* Task objective
Present every line of the entries below as a numbered list, leaving out the blank lines.

* Dataset
---------------
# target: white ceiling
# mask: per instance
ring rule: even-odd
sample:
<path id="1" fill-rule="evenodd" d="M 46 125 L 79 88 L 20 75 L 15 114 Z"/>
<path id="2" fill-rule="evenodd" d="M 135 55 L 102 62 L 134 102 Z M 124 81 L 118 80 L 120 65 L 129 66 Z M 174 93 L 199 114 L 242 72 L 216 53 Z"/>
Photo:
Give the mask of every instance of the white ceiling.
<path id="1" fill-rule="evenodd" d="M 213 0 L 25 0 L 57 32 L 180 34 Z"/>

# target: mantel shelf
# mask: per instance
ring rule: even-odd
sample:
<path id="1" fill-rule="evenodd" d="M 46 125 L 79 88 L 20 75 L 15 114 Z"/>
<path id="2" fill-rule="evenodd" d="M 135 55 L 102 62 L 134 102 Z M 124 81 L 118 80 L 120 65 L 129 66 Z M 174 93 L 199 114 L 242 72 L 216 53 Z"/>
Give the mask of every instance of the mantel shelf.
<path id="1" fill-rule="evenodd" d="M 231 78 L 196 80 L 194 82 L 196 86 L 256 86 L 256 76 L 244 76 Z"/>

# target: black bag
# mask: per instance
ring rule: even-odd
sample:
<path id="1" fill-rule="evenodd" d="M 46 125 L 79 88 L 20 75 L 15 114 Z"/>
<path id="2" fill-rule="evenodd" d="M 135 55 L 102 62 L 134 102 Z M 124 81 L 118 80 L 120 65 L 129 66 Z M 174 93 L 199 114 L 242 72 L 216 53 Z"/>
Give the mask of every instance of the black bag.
---------------
* Result
1. # target: white ceiling
2. # mask: per instance
3. ring rule: even-odd
4. sample:
5. <path id="1" fill-rule="evenodd" d="M 46 125 L 79 88 L 20 75 L 15 114 Z"/>
6. <path id="2" fill-rule="evenodd" d="M 135 55 L 102 62 L 134 102 Z M 124 81 L 118 80 L 120 65 L 129 66 Z M 174 93 L 199 114 L 242 72 L 216 53 Z"/>
7. Photo:
8. Give the mask of every instance of the white ceiling.
9. <path id="1" fill-rule="evenodd" d="M 213 0 L 25 0 L 57 32 L 180 34 Z"/>
10. # target: mantel shelf
11. # mask: per instance
12. ring rule: even-odd
13. sample:
14. <path id="1" fill-rule="evenodd" d="M 46 125 L 79 88 L 20 75 L 15 114 Z"/>
15. <path id="2" fill-rule="evenodd" d="M 135 55 L 102 62 L 134 102 Z M 124 81 L 118 80 L 120 65 L 129 66 Z M 174 93 L 199 114 L 242 72 L 216 53 Z"/>
16. Give the mask of every instance of the mantel shelf.
17. <path id="1" fill-rule="evenodd" d="M 231 78 L 196 80 L 194 82 L 196 86 L 256 86 L 256 76 L 244 76 Z"/>
18. # target: black bag
19. # mask: per instance
20. ring rule: even-odd
21. sample:
22. <path id="1" fill-rule="evenodd" d="M 46 125 L 79 88 L 20 75 L 15 114 Z"/>
23. <path id="2" fill-rule="evenodd" d="M 135 55 L 102 62 L 134 102 Z M 124 81 L 118 80 L 120 65 L 129 66 Z M 174 93 L 199 114 L 242 72 L 216 53 Z"/>
24. Give the mask of every instance of the black bag.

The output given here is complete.